§ **EXERCISE AIM**
Beginning with the line of the entries below that holds "point: gray wall" and ending with the line that holds "point: tree trunk", transcribe each line exactly as written. Pictures stay out.
Top of EXTRACTED MATERIAL
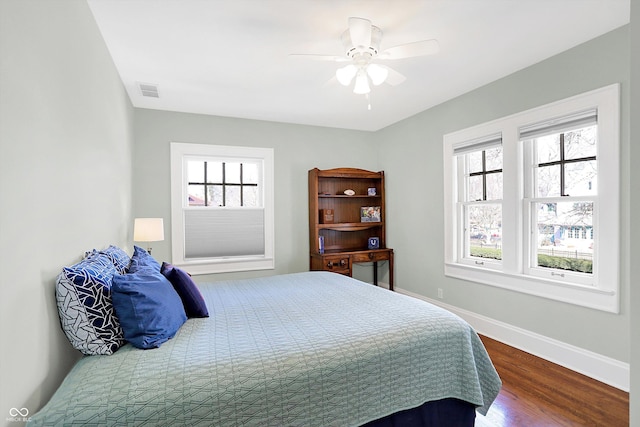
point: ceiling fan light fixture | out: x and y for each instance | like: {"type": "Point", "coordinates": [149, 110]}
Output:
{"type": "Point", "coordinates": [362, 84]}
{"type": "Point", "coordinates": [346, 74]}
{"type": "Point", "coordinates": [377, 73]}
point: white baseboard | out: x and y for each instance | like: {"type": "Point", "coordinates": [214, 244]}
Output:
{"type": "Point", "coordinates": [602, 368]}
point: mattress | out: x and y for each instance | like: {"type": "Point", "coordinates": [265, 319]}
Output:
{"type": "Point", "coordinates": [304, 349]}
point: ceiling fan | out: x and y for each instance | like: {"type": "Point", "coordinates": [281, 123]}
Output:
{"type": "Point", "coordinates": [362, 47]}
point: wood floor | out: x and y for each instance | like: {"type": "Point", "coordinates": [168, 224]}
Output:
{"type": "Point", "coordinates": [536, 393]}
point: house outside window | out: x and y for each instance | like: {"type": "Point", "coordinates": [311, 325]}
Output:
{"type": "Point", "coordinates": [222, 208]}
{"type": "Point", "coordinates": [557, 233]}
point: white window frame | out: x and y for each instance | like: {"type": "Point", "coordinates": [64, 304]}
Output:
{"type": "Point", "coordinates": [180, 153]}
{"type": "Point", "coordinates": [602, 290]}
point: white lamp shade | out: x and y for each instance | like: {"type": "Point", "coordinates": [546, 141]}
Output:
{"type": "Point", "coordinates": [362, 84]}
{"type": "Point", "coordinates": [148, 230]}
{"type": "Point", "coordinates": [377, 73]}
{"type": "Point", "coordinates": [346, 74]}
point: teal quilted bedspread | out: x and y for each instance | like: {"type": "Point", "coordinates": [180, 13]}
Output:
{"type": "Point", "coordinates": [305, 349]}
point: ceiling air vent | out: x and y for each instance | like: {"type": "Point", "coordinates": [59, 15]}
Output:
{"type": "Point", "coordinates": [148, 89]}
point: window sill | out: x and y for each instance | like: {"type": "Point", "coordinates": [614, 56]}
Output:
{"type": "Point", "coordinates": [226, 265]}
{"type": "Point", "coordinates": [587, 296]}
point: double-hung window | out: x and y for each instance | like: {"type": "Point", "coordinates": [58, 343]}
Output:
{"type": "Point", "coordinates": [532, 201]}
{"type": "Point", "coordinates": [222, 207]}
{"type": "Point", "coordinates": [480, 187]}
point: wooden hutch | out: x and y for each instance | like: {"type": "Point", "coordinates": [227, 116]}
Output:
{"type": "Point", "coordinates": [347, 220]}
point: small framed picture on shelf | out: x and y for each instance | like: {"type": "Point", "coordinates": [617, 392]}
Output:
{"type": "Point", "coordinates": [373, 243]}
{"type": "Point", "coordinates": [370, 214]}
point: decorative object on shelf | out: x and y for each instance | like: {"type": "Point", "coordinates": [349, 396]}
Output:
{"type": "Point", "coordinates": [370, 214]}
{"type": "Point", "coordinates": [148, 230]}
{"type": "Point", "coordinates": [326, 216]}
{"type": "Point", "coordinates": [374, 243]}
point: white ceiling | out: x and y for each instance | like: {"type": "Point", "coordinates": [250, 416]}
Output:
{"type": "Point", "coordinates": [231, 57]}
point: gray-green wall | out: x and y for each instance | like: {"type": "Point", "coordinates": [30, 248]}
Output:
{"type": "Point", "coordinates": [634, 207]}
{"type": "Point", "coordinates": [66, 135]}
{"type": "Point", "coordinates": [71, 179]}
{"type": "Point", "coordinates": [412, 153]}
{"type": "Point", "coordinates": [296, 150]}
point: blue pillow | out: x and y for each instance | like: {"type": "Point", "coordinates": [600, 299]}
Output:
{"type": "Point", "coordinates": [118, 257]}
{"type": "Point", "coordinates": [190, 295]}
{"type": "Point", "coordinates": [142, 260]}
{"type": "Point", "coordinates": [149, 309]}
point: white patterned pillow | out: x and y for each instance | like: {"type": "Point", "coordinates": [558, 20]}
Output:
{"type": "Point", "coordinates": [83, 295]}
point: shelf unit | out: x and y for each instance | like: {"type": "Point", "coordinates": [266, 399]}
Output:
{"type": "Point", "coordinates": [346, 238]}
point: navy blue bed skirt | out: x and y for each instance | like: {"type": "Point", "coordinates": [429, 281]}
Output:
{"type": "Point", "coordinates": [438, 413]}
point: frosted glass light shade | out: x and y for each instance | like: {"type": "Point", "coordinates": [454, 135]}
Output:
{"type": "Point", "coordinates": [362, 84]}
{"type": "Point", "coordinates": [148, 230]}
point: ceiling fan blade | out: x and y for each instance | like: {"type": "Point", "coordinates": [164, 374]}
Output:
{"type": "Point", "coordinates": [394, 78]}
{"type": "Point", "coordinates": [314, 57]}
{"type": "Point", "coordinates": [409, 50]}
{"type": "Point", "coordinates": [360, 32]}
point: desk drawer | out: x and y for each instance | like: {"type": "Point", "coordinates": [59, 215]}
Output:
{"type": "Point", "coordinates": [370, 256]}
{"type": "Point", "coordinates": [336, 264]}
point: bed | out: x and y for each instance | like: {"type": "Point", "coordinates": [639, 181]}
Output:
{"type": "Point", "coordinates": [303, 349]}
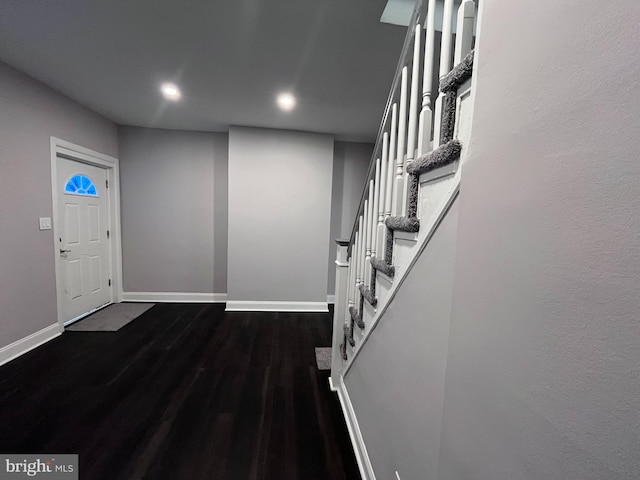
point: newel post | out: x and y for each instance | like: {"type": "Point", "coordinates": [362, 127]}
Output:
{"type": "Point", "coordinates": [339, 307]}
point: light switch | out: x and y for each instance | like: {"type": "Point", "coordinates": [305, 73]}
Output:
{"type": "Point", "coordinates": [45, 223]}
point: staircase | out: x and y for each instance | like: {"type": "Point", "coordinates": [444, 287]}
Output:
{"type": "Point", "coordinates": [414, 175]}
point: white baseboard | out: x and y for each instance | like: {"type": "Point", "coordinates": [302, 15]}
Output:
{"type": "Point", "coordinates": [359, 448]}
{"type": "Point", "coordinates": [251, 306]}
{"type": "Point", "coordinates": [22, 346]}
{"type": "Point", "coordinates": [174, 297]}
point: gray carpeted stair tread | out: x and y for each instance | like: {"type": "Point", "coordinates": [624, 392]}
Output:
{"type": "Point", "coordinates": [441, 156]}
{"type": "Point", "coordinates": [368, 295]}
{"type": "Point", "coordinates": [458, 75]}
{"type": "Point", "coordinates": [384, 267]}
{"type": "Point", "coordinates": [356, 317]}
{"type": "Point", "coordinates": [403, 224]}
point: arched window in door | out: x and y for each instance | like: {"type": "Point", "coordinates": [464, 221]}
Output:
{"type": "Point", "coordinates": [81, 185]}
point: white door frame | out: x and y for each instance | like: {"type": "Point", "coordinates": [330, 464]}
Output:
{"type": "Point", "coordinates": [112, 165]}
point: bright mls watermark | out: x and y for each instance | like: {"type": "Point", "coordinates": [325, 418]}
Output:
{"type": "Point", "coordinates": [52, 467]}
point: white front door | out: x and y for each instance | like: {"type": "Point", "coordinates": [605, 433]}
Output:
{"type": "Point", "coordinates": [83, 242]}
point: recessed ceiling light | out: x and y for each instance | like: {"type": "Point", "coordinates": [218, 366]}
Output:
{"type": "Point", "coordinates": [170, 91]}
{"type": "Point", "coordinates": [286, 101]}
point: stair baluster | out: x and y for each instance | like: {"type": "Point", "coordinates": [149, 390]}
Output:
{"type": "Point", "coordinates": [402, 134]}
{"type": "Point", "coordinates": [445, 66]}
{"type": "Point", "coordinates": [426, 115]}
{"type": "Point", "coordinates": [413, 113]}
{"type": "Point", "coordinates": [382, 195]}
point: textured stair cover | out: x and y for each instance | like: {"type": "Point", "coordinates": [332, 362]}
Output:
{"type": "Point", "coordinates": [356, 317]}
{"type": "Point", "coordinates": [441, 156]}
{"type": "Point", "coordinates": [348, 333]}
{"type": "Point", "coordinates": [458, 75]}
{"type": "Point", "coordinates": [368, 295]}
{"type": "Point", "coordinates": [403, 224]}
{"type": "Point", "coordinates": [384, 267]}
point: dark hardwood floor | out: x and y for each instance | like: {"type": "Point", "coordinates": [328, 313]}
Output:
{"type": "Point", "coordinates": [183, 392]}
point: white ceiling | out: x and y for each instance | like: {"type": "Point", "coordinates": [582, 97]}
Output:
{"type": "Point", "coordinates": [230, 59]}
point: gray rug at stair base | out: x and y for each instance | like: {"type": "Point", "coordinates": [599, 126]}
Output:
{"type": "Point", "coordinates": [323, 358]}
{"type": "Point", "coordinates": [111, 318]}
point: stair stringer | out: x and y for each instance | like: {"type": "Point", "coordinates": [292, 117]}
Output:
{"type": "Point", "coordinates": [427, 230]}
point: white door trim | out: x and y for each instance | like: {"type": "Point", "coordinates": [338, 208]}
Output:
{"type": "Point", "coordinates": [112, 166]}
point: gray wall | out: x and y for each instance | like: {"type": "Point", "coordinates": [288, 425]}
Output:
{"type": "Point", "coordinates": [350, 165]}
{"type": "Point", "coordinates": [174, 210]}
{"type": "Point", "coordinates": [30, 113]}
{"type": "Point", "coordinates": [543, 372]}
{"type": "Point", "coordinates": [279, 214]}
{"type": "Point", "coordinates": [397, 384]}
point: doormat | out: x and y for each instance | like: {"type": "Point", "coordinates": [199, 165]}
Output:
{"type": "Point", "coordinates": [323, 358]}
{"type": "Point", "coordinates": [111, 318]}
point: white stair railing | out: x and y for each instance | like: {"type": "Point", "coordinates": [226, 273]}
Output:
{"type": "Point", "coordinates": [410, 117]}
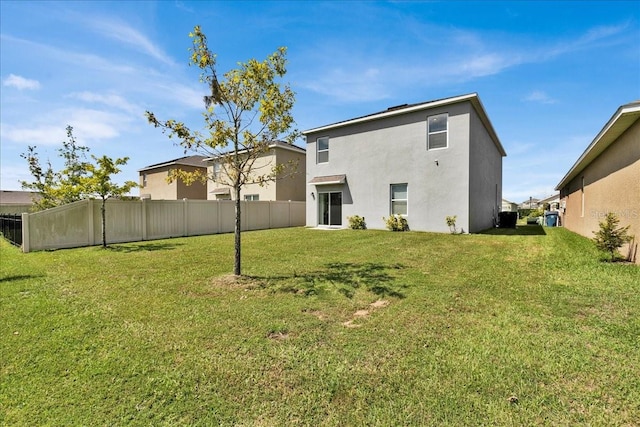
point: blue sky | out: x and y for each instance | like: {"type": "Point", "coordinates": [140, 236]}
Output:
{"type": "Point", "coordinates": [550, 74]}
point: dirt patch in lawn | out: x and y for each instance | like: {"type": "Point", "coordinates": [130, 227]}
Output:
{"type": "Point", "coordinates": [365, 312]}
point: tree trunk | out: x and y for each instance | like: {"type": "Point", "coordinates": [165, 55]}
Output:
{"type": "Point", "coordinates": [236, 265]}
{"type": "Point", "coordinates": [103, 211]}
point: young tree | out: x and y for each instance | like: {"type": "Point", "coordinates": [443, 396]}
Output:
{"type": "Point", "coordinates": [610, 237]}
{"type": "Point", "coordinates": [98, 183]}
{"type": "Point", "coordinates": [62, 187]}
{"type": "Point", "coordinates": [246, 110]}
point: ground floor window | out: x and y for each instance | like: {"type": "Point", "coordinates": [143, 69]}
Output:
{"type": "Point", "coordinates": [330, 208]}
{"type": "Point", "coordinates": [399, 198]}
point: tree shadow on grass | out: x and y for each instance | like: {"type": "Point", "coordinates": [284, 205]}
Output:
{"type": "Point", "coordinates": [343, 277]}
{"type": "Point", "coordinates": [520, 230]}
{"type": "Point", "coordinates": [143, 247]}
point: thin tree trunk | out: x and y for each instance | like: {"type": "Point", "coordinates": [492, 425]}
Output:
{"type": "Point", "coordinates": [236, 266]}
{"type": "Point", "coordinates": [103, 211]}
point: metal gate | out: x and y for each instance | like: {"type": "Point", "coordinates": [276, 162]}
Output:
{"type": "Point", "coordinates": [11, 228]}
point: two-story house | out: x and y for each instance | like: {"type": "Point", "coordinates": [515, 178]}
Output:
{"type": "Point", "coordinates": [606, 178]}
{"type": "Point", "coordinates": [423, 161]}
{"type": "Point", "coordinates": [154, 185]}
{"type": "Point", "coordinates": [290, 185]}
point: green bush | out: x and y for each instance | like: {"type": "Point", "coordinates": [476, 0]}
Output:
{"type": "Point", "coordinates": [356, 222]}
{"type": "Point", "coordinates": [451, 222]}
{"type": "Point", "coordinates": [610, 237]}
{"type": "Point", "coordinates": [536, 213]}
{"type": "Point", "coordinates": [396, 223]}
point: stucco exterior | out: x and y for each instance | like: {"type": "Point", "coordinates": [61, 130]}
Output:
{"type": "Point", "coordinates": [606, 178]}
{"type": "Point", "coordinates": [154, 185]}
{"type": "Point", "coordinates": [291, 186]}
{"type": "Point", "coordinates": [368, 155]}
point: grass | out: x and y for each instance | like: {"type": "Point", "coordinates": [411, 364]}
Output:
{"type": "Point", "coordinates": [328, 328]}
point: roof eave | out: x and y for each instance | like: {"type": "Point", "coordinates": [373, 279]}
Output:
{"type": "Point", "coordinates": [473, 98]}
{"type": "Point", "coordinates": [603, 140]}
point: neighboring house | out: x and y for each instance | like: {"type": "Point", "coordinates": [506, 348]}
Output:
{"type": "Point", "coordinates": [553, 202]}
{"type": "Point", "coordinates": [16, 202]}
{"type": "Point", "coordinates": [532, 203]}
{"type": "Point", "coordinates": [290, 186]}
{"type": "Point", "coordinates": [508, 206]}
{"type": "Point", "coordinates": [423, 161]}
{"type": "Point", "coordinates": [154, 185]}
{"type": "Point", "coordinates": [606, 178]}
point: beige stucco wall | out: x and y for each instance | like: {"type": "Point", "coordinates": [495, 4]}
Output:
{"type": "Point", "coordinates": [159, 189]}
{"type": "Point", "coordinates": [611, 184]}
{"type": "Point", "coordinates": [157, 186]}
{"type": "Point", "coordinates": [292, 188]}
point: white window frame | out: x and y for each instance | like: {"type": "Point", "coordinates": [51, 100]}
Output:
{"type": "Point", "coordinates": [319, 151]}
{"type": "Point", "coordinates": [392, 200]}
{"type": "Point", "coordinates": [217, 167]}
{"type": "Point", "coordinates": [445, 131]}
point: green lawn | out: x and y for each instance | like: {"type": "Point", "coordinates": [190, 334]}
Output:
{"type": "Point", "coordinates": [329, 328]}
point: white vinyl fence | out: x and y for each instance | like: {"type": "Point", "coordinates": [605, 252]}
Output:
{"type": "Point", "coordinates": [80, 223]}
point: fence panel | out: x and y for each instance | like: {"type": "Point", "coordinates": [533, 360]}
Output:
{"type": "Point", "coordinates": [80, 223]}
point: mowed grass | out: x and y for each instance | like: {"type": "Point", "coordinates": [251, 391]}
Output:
Bottom of EXTRACTED MATERIAL
§ **RESULT FOR THIS TASK**
point: gray wall | out: x and y for each instance | like: {"type": "Point", "coordinates": [288, 425]}
Output:
{"type": "Point", "coordinates": [350, 165]}
{"type": "Point", "coordinates": [174, 210]}
{"type": "Point", "coordinates": [30, 113]}
{"type": "Point", "coordinates": [543, 372]}
{"type": "Point", "coordinates": [279, 214]}
{"type": "Point", "coordinates": [397, 384]}
point: doormat | out: x and y for each instance | like: {"type": "Point", "coordinates": [199, 165]}
Output:
{"type": "Point", "coordinates": [323, 358]}
{"type": "Point", "coordinates": [111, 318]}
point: white stair railing | out: x and y for each instance | like: {"type": "Point", "coordinates": [226, 273]}
Output:
{"type": "Point", "coordinates": [410, 117]}
point: blue sky | out: x and y for each instance | like: {"type": "Point", "coordinates": [140, 236]}
Output:
{"type": "Point", "coordinates": [550, 74]}
point: dirt patch in lawn | out: x and y for each instance | like: {"type": "Point", "coordinates": [130, 227]}
Output:
{"type": "Point", "coordinates": [365, 312]}
point: tree trunk | out: x and y for each instance | like: {"type": "Point", "coordinates": [165, 55]}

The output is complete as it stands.